**Exercise details**
Please return, word for word, the part of the COVID-19 R-value report below that opens with the words containing "The R-value marks" and closes with "the Omicron variant.".

New Delhi: India’s ‘R-value’, which indicates how rapidly COVID-19 is spreading, was recorded at 2.2 between 7 and 13 January, a drop from the previous two weeks, according to a preliminary analysis by IIT Madras.
The R-value of Mumbai was 1.3, Delhi 2.5, Chennai 2.4 and Kolkata 1.6, according to the analysis by IIT Madras’ Department of Mathematics and Centre of Excellence for Computational Mathematics and Data Science headed by Prof Neelesh S Upadhye and Prof S Sundar.
It was close to 2.9 nationally from 25 December to 31 December while it was 4 between 1 and 6 January.
The R-value marks the number of people an infected person can spread the disease to. A pandemic is considered to end if this value goes below 1.
Dr Jayant Jha, an assistant professor in the department of mathematics at IIT Madras, said the R-value depends on transmissibility probability, contact rate and expected time interval in which infection can happen.
India added 2,71,202 new coronavirus infections to the Covid case tally that reached 3,71,22,164 on Sunday, including 7,743 cases of the Omicron variant.

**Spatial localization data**
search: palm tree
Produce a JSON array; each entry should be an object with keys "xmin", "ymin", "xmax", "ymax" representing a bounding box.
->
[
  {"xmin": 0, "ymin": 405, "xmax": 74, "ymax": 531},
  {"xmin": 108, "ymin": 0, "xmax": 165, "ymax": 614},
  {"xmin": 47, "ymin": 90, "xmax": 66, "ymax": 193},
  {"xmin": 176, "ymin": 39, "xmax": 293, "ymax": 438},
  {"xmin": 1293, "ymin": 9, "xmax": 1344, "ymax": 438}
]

**Result of the task**
The R-value marks the number of people an infected person can spread the disease to. A pandemic is considered to end if this value goes below 1.
Dr Jayant Jha, an assistant professor in the department of mathematics at IIT Madras, said the R-value depends on transmissibility probability, contact rate and expected time interval in which infection can happen.
India added 2,71,202 new coronavirus infections to the Covid case tally that reached 3,71,22,164 on Sunday, including 7,743 cases of the Omicron variant.